[[ Supplied records open ]]
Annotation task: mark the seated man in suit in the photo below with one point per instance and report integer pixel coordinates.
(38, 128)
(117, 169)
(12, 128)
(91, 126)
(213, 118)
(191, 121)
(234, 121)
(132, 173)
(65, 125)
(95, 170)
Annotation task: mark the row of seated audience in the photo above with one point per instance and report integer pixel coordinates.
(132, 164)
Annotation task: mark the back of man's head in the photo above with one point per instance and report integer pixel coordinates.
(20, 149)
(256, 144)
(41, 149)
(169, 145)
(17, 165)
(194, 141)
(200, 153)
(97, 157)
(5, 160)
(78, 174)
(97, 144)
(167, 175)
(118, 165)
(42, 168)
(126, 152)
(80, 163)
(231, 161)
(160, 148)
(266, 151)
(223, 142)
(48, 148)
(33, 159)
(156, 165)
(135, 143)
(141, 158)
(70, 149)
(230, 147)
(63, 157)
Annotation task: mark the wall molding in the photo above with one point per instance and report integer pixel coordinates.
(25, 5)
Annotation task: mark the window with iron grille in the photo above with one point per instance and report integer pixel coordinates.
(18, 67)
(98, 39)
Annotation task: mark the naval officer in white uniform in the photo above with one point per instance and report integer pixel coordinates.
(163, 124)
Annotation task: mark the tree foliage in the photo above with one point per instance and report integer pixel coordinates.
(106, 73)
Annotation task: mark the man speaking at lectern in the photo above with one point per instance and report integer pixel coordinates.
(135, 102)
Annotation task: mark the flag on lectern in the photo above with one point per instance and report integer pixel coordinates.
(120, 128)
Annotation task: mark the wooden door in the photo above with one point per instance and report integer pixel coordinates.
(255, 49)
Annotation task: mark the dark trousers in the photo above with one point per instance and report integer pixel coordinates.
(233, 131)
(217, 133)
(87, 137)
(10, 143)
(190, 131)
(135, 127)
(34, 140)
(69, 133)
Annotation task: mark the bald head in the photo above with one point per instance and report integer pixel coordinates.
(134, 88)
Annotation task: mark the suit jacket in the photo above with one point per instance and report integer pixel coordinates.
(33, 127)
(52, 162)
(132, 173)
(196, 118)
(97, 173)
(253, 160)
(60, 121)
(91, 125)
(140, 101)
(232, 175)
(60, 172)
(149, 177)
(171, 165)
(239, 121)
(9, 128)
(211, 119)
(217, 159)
[[ Supplied records closed ]]
* What this task involves
Everything in the data above is to be given again, unchanged.

* Result for this task
Annotation task: mark the seated man in suit in the photo below with one point per instance and report integer pixel coordinates.
(38, 128)
(117, 169)
(12, 128)
(91, 126)
(213, 118)
(191, 121)
(234, 121)
(132, 173)
(65, 125)
(95, 170)
Annotation task: mark the row of seated audience in the photo above with one point per instance and report integer pixel coordinates.
(132, 164)
Annotation task: mark the back of man's head in the photo above with one point per instance and report integer pixel coordinates.
(20, 149)
(256, 144)
(41, 149)
(169, 145)
(17, 165)
(194, 141)
(200, 153)
(97, 157)
(5, 160)
(78, 174)
(97, 144)
(167, 175)
(118, 165)
(42, 168)
(126, 152)
(80, 163)
(231, 161)
(160, 148)
(266, 151)
(223, 142)
(48, 148)
(33, 159)
(156, 165)
(135, 143)
(141, 158)
(70, 149)
(230, 147)
(63, 157)
Annotation task: mark the wall molding in the photo above with one point per instance and report integer pixel coordinates.
(25, 5)
Annotation task: mark the window with iron grille in the photo above with one point per instance and report integer pixel coordinates.
(18, 67)
(98, 39)
Annotation task: mark the naval officer in white uniform in the photo above with one point per instance and report integer pixel coordinates.
(163, 124)
Annotation task: mark the tree foliage in the photo above with one point per instance and report integer pixel coordinates.
(106, 73)
Annotation task: mark the man speaking at lectern in the photo above with one point per instance and report integer pixel coordinates.
(135, 102)
Annotation task: mark the flag on lectern in the photo above with one point per instance and report integer pixel coordinates.
(120, 128)
Annotation task: mark the wooden door in the photo above with one point per instance and report integer pixel coordinates.
(255, 49)
Annotation task: mark the dark trousers in the photo above with one point per instance and report integer pixel coordinates.
(233, 131)
(217, 133)
(87, 137)
(10, 143)
(190, 131)
(135, 127)
(34, 140)
(69, 133)
Annotation task: mark the bald head in the photo above with one point per instance and report integer pixel coordinates.
(134, 88)
Annotation task: mark the suit jacket in the photo above with one point per instance and report integer pixel coordinates.
(33, 127)
(52, 162)
(132, 173)
(196, 118)
(97, 173)
(253, 160)
(60, 121)
(91, 125)
(140, 101)
(232, 175)
(60, 172)
(149, 177)
(171, 165)
(239, 121)
(9, 128)
(211, 119)
(217, 159)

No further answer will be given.